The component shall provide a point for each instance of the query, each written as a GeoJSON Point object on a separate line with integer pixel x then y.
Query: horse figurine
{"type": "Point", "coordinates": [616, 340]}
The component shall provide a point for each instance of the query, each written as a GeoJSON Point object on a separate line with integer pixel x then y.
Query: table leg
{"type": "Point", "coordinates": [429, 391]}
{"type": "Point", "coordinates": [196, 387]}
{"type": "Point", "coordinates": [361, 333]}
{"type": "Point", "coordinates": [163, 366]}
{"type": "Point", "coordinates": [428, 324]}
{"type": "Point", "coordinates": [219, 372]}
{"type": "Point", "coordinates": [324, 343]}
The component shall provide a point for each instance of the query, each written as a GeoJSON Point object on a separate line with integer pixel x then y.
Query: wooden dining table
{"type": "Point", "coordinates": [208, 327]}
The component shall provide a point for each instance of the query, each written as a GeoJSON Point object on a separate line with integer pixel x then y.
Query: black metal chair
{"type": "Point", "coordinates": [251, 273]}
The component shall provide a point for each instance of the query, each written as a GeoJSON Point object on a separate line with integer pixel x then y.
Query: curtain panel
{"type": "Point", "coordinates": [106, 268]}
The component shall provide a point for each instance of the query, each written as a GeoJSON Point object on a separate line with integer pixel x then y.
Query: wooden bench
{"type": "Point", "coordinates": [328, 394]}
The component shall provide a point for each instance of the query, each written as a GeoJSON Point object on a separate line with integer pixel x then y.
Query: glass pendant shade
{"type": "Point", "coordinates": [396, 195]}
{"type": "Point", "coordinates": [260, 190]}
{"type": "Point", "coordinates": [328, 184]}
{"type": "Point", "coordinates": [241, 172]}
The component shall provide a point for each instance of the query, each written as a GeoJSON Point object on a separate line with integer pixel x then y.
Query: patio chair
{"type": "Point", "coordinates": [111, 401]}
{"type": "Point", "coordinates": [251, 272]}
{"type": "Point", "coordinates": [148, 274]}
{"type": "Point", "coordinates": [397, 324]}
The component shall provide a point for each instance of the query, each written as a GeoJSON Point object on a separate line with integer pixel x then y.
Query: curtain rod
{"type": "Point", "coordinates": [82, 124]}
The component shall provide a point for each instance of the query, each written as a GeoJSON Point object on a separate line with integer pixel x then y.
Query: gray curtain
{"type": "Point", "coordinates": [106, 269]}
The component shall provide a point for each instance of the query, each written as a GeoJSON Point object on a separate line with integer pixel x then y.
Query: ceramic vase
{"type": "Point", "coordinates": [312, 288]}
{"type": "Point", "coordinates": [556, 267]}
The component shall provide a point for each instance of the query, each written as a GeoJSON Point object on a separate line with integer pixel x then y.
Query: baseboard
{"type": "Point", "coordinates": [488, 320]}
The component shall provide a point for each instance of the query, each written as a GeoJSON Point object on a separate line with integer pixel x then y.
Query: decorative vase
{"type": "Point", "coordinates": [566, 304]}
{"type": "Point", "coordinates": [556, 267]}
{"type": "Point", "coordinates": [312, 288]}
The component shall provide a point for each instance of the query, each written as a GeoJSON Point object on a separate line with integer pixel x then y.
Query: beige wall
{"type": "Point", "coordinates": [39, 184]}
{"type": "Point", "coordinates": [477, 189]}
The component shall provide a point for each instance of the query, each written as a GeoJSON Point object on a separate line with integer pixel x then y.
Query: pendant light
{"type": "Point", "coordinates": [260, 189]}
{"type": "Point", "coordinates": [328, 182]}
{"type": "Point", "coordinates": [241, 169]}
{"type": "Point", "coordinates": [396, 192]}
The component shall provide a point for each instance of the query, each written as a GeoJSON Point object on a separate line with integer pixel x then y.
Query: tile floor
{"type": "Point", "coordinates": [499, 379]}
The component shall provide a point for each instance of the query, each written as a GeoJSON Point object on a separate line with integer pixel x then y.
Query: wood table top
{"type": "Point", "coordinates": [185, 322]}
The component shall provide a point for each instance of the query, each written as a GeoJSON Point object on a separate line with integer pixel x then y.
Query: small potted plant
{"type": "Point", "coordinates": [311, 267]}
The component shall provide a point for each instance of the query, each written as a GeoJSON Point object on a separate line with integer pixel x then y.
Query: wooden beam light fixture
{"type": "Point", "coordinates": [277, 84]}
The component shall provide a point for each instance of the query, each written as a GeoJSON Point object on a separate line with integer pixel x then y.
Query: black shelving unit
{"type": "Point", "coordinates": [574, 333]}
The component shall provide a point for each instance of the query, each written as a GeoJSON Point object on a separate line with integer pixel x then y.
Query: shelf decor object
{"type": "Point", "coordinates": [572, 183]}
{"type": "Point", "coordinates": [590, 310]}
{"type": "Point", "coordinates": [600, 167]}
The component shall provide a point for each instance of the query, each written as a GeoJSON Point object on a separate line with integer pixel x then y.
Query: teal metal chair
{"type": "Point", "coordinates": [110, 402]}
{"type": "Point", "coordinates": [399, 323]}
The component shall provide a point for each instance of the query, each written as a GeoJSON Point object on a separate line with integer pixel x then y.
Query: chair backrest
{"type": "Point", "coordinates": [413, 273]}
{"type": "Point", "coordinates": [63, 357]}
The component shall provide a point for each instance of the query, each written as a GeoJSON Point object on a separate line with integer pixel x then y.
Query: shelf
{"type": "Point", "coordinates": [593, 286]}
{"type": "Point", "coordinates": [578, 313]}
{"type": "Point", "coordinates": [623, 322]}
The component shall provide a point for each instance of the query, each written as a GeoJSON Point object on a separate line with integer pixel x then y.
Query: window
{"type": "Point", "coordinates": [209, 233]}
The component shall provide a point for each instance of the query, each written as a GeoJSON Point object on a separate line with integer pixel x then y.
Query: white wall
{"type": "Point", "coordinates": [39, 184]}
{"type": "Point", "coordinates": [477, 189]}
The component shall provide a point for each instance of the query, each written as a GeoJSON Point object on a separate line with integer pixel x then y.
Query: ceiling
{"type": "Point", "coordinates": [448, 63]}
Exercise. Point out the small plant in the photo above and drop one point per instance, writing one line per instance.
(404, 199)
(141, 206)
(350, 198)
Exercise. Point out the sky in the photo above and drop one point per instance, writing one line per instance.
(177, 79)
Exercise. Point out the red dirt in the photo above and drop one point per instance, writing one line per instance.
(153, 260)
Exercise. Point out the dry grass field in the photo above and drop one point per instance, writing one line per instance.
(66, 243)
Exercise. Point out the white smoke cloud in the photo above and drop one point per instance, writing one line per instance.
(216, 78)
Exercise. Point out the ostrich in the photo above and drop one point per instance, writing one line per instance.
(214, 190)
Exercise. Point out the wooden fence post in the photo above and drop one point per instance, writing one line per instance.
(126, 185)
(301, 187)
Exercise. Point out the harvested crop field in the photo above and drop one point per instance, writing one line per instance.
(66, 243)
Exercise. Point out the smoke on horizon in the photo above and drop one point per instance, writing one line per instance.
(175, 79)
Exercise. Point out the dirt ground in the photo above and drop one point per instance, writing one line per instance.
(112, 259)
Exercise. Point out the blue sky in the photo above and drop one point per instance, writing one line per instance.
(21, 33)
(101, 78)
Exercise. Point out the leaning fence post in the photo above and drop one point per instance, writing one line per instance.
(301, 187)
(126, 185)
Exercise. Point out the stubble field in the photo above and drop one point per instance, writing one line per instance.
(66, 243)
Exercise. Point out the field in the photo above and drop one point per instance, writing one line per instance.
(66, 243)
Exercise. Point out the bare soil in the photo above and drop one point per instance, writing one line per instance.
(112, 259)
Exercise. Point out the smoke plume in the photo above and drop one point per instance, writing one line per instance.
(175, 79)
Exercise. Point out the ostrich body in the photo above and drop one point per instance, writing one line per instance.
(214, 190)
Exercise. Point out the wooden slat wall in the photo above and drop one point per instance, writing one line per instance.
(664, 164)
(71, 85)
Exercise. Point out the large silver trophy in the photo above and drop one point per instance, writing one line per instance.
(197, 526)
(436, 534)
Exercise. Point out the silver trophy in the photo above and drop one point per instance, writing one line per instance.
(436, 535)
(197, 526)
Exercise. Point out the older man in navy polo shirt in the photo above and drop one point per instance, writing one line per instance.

══════════════════════════════

Exercise directions:
Would you repeat the lines from the one containing "Exercise. Point out the leaning" through the end of the data, exactly, with nothing before or after them?

Output of the exercise:
Exercise. Point out the leaning fence post in the photo above and drop one point per instance, writing one line per instance.
(301, 187)
(126, 185)
Exercise. Point out the stubble field in the photo above and drop one point per instance, writing one line per instance.
(66, 243)
Exercise. Point out the field in the photo above and drop one point per instance, writing one line per instance.
(66, 243)
Exercise. Point out the bare soil in the photo above and drop one point per instance, writing one line per instance.
(112, 259)
Exercise. Point out the smoke plume in the photo above and drop one point per instance, writing one line per instance.
(175, 79)
Exercise. Point out the ostrich body in the photo above and drop one point per instance, writing one line per instance.
(214, 190)
Exercise. Point out the wooden slat wall in the photo above and drop one point per instance, writing one line per instance.
(664, 164)
(71, 85)
Exercise. Point out the large silver trophy in the photo above and drop one point per instance, writing one line per instance.
(197, 526)
(436, 534)
Exercise. Point out the silver trophy in the photo above and drop one point per instance, writing one line per instance.
(436, 535)
(197, 526)
Exercise. Point out the older man in navy polo shirt in the photo above and drop one point per instance, writing one line per instance.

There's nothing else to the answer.